> JOB
Edit the records below by replacing every occurrence of "place one point" with "mark one spot", leaving everything else unchanged.

Records taken from a collection:

────────────────────────────────────────

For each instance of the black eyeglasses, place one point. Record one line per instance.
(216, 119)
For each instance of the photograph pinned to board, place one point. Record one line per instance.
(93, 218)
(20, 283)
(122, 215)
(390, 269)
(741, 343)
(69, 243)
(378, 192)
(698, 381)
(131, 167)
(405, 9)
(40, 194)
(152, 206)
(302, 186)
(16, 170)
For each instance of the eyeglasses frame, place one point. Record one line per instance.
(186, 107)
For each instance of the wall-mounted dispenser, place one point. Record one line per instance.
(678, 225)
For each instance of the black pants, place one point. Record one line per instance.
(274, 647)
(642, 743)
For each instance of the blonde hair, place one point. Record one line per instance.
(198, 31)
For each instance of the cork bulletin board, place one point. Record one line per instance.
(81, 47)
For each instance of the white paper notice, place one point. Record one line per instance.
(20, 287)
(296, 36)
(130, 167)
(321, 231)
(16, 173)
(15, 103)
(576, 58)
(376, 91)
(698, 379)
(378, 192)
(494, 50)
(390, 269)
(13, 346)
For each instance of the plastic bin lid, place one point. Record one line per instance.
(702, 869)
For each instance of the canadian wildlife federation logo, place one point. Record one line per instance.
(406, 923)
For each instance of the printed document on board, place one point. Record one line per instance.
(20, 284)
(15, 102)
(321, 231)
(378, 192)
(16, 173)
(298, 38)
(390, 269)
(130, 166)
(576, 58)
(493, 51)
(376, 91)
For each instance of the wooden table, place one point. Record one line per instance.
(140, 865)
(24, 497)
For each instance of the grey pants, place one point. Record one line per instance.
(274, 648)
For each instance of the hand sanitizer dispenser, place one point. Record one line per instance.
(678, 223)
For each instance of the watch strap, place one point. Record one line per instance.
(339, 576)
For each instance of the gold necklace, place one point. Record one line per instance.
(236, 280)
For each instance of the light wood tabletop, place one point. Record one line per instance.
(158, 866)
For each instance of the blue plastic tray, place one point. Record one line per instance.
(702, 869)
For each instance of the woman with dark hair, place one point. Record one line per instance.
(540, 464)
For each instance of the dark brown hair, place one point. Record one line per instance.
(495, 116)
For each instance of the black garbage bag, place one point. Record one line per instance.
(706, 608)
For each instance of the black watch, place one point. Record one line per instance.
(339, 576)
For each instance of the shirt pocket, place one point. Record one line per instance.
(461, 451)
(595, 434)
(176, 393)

────────────────────────────────────────

> ANSWER
For each instance of the black eyeglasses, mark one spot. Record one line per instance.
(216, 119)
For each instance of the photograph pinned to board, mark one spot. Record one line per instance.
(93, 218)
(20, 283)
(122, 215)
(390, 269)
(741, 343)
(69, 243)
(378, 192)
(698, 381)
(131, 167)
(405, 9)
(40, 194)
(152, 206)
(302, 186)
(16, 170)
For each instance of the eyeglasses frame, mark one spot. Record one line per instance.
(186, 107)
For each instance of the wall-mounted dispenser, mark one spot. Record one line per instance.
(678, 225)
For each instance of the black pants, mark one spot. Record one line per instance.
(274, 647)
(642, 743)
For each instance of the blonde hair, mark one spot. Record one line per instance.
(198, 31)
For each instance of the cork bulletin board, mark one spot. Record one line per instance.
(81, 47)
For each instance of the white paper notice, mark one spot. Record one line per instance.
(20, 287)
(296, 36)
(130, 167)
(321, 231)
(16, 173)
(15, 103)
(576, 58)
(376, 91)
(698, 379)
(378, 192)
(494, 50)
(390, 269)
(13, 346)
For each instance of the plastic bin lid, mark one spot. Record one line per instance.
(702, 869)
For each instance of the canadian wildlife federation logo, mark one spot. Record one line per instance.
(406, 923)
For each instance of the printed document on board, mark one spot. Record one line per instance.
(20, 284)
(15, 102)
(321, 231)
(378, 192)
(16, 173)
(298, 38)
(390, 269)
(130, 166)
(576, 58)
(493, 51)
(376, 91)
For each instance of the wooden table, mark one spot. Record one line per instance.
(140, 865)
(24, 497)
For each instance of the grey pants, mark one spot. Record one line per instance.
(274, 648)
For each instance of the hand sanitizer dispenser, mark one spot. Record one line per instance.
(678, 223)
For each instance of the watch strap, mark one spot. Record one line per instance.
(339, 576)
For each instance of the gold necklace, mark one spot. Record one line per instance.
(236, 280)
For each instance of the light wood tabletop, mark one spot. Record one line per instance.
(158, 866)
For each instance of the blue plastic tray, mark one spot. Record one line per instance.
(702, 869)
For each instance of the woman with dark hair, mark one spot. Record one line per instance.
(540, 464)
For each instance of the dark brown hair, mark one spot. Record one line per instance.
(495, 116)
For each instance of the black garbage bag, mark one spot. Record one line per instance.
(706, 608)
For each instance of the black watch, mark one spot. Record one line per instance.
(339, 576)
For each instance of the shirt pocket, mark one spot. Record one line per instance.
(461, 451)
(595, 434)
(176, 393)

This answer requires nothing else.